> Aim a
Answer these questions using the case summary below:
(i) What is the appeal number of the case?
(ii) Who pays the appellant a commission?
(iii) What amount did the appellant's refund claim cover, and on what date was it filed?
━━━━━ Page excerpt
Case Name : Krishna Consultancy Vs Commissioner of CGST (CESTAT Mumbai)
Appeal Number : Service Tax Appeal No. 85867 of 2016
Date of Judgement/Order : 11/10/2023
Related Assessment Year :

Krishna Consultancy Vs Commissioner of CGST (CESTAT Mumbai)

Introduction: The case of Krishna Consultancy vs. Commissioner of CGST (CESTAT Mumbai) revolves around whether services provided to universities in foreign countries can be treated as ‘intermediaries’ under Rule 2(f) of the Place of Provision of Service Rules. The key issue is whether these services qualify as an export of services, and this article provides a detailed analysis and the outcome of the case.

Detailed Analysis:

1. Background: The appellant, Krishna Consultancy, is engaged in providing guidance to students aspiring to seek admissions in universities located outside India. The appellant’s unique business model involves not collecting any fees or consideration from prospective students. Instead, they enter into contracts with foreign universities, where a portion of the student’s fees is paid to the appellant as a commission. The appellant had paid a significant amount of service tax on these activities from May 4, 2013, to February 7, 2014.

2. Realization of Export of Services: At a later stage, the appellant realized that the services provided by them were actually exports of services, and service tax should not have been levied on services offered outside India. In light of this realization, the appellant filed a refund claim for the service tax amounting to Rs. 50,73,141/- on April 7, 2014.
━━━━━━━━━━
━━━━━ Supplied material
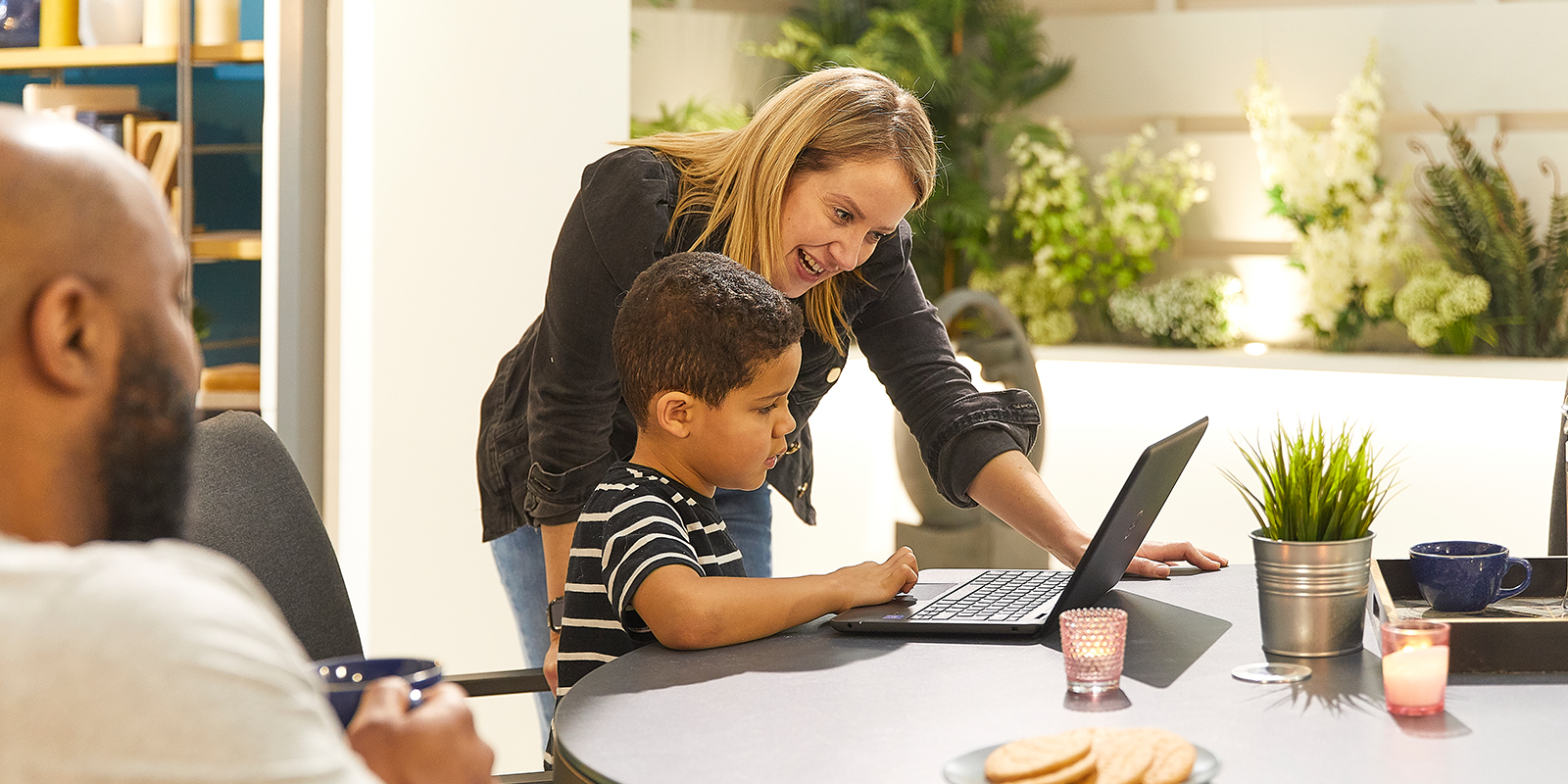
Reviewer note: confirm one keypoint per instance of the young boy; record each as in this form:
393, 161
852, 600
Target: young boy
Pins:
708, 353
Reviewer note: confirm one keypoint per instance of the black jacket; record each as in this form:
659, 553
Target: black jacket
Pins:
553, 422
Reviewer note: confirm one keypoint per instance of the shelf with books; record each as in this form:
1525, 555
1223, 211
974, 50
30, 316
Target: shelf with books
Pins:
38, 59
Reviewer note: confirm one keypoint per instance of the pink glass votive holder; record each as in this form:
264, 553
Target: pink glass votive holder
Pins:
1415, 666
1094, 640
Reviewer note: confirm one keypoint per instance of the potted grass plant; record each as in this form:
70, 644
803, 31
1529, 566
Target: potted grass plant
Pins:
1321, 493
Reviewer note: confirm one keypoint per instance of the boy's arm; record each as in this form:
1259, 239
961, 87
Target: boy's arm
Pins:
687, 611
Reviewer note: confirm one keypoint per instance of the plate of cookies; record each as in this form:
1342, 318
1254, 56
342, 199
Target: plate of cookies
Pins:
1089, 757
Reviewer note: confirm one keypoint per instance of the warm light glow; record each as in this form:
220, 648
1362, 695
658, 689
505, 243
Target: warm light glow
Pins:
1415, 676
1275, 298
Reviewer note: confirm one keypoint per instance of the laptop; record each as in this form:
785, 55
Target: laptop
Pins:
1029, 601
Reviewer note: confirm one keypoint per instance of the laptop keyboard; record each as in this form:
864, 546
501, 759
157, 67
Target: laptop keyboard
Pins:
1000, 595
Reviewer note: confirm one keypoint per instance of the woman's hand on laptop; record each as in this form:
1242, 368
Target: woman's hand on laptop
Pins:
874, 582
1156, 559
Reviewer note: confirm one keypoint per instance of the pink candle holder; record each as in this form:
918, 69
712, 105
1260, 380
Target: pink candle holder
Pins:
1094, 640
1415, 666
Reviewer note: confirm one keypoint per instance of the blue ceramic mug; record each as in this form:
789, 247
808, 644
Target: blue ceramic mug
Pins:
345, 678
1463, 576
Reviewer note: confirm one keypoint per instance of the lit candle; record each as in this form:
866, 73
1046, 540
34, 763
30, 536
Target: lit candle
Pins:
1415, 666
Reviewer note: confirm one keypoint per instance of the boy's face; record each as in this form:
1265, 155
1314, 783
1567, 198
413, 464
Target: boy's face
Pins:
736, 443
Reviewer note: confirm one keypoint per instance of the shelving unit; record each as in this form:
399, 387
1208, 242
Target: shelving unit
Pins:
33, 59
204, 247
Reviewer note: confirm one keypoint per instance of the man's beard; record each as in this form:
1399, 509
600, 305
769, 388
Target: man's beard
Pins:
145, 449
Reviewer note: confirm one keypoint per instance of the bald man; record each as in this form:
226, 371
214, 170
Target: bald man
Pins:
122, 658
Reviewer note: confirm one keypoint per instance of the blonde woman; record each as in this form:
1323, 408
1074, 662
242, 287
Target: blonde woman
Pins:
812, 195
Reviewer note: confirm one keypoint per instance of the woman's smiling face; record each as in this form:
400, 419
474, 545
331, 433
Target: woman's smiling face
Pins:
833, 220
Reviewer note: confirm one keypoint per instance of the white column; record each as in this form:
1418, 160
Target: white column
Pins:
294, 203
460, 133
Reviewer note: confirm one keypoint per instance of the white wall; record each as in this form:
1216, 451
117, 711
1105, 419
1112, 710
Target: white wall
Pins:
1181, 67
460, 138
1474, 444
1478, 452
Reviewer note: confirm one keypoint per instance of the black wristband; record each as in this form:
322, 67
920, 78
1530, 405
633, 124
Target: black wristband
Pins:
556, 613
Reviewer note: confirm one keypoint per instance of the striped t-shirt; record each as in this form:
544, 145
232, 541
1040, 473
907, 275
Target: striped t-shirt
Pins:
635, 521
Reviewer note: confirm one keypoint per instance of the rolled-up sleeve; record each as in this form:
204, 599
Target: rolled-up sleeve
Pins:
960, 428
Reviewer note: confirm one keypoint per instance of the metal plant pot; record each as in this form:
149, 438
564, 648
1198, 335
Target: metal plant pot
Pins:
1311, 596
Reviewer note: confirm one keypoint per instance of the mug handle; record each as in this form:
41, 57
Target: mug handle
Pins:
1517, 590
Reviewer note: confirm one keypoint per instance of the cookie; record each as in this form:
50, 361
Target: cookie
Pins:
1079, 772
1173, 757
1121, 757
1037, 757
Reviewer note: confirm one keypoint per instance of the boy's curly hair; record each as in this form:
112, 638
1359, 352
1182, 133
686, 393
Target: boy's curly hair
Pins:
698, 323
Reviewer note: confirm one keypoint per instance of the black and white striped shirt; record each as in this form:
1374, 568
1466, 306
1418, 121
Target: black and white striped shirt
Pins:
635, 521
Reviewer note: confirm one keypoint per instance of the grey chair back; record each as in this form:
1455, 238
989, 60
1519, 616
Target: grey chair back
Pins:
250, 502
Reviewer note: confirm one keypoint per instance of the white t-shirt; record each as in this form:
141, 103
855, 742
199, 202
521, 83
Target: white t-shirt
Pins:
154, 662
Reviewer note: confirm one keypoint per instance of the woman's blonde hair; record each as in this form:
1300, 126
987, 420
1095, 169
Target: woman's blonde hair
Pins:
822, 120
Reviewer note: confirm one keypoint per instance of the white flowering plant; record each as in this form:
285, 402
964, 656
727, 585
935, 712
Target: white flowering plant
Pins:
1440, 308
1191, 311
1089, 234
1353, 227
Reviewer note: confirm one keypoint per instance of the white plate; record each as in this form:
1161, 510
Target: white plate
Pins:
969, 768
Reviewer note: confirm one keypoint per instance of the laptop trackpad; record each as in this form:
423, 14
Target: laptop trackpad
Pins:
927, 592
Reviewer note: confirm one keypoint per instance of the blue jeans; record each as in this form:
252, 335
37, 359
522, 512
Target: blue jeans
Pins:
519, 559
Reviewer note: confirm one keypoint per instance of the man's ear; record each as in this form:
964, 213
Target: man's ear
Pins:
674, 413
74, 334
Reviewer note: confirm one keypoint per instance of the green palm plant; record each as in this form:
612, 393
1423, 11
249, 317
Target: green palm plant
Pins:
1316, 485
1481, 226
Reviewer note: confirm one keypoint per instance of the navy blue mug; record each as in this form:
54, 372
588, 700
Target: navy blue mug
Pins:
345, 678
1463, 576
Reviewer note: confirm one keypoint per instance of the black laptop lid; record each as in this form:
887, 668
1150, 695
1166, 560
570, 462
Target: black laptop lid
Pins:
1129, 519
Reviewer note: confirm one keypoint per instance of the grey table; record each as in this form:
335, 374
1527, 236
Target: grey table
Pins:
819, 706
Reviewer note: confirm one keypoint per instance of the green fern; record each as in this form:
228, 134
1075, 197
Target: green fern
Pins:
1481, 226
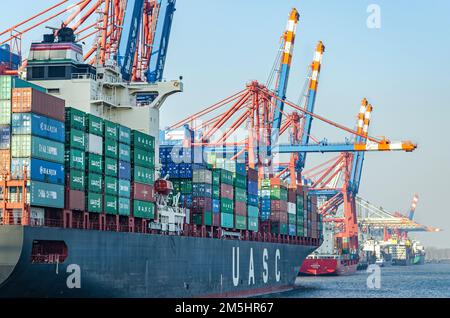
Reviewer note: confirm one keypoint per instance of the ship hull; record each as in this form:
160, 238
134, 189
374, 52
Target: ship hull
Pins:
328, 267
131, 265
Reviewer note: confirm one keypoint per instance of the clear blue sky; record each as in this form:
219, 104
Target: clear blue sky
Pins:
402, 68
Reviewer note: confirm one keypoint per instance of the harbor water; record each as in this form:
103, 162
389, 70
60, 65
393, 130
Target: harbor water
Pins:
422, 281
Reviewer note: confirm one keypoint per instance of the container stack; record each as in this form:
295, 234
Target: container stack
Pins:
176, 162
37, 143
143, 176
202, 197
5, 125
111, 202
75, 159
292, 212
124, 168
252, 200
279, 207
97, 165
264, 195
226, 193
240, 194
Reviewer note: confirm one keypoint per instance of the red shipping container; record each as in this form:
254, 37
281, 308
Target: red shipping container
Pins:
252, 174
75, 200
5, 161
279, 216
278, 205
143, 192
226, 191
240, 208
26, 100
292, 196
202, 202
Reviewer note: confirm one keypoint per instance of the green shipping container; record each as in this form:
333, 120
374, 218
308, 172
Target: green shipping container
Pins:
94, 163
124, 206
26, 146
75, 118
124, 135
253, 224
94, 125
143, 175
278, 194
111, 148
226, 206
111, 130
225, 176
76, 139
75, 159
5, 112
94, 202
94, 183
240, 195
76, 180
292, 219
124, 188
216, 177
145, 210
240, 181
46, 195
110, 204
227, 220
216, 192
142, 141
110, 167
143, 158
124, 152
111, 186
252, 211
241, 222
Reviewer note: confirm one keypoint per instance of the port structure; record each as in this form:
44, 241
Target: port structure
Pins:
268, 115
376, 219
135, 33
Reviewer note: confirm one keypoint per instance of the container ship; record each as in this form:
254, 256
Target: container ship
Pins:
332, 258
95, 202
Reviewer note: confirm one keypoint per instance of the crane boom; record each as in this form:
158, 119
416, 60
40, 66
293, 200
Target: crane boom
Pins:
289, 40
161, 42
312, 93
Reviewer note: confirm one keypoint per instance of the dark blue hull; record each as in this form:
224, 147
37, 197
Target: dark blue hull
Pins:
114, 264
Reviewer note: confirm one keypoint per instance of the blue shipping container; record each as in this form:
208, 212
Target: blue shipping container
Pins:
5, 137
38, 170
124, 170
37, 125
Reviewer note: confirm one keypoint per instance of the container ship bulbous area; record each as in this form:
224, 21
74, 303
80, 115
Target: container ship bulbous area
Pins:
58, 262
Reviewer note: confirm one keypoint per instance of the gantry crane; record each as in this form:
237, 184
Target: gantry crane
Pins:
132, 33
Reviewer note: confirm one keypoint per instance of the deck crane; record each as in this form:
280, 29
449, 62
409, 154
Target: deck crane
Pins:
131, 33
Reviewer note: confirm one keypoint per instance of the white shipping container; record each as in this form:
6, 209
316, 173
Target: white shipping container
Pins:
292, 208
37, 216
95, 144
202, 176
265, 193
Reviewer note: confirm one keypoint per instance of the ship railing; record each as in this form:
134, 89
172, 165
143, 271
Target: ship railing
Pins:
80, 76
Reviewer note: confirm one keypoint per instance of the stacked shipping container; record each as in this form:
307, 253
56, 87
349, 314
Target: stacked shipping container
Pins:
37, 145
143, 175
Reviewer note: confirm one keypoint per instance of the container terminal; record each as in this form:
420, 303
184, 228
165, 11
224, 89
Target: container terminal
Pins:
━━━━━━━━━━
> Aim b
Filter the listing above so that only lines containing the string "bulbous" remain, copying each such line in full. Matching is case-sensitive.

> Finished answer a
(i) Service Tax Appeal No. 85867 of 2016
(ii) Foreign universities, which pay the appellant a portion of the student's fees
(iii) Rs. 50,73,141/-, filed on April 7, 2014

> Finished answer b
Reviewer note: confirm one keypoint per instance of the container ship bulbous area; record each as in this form:
Target: container ship bulbous area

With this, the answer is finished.